▶ **EXERCISE DIRECTIONS**:
Please pick out each line in the entries below that contains the string "level", with case counting.

▶ **AVAILABLE DATA**:
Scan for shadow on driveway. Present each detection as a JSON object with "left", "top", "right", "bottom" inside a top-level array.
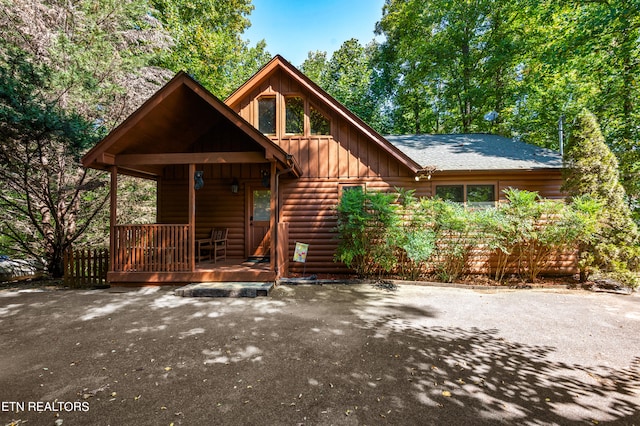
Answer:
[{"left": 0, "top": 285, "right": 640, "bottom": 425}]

==

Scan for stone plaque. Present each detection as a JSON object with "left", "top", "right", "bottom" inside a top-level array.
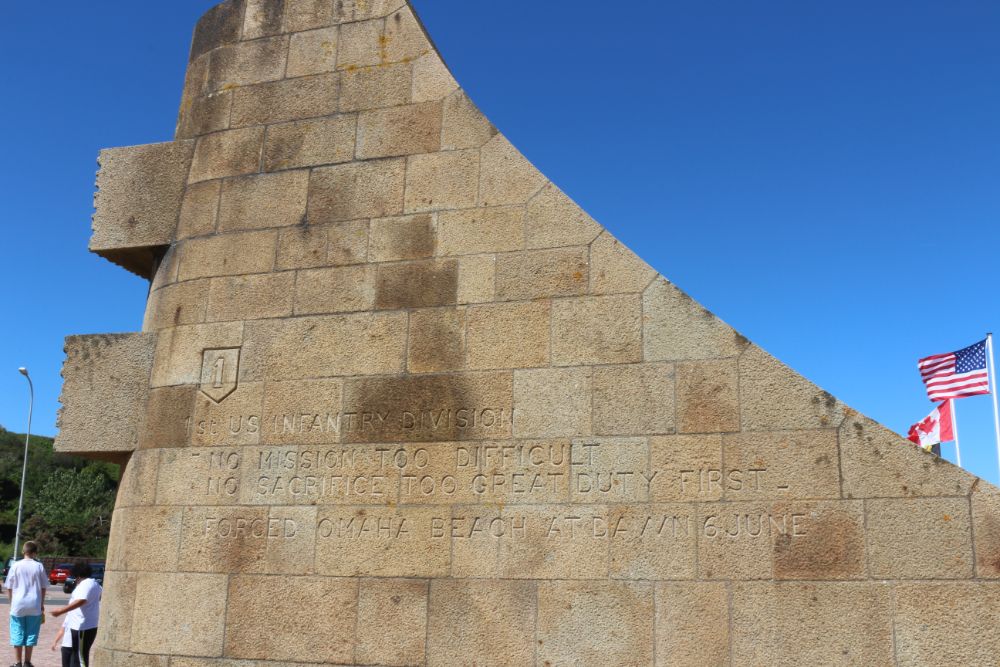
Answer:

==

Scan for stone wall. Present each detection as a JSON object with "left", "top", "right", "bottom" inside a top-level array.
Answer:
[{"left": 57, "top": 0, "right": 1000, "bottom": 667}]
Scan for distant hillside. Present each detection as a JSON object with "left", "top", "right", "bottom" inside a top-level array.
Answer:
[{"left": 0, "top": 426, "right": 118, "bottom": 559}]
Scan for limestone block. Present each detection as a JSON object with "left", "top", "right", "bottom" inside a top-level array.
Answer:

▶ **RESPONSE TO THE TASK**:
Scan for shadow on driveway. Present each detection as a JSON object with "left", "top", "right", "bottom" inside a top-level array.
Scan for stone plaque. Present each detection as a JSON object with "left", "top", "right", "bottom" inside a top-level array.
Scan for stone wall. Present each detection as a JSON object with "left", "top", "right", "bottom" inside a top-level array.
Scan for distant hillside. Present each detection as a JSON object with "left", "top", "right", "bottom" inside a top-level array.
Scan for limestone block. Present each detection as a JSON object with "left", "top", "right", "bottom" inside a top-level array.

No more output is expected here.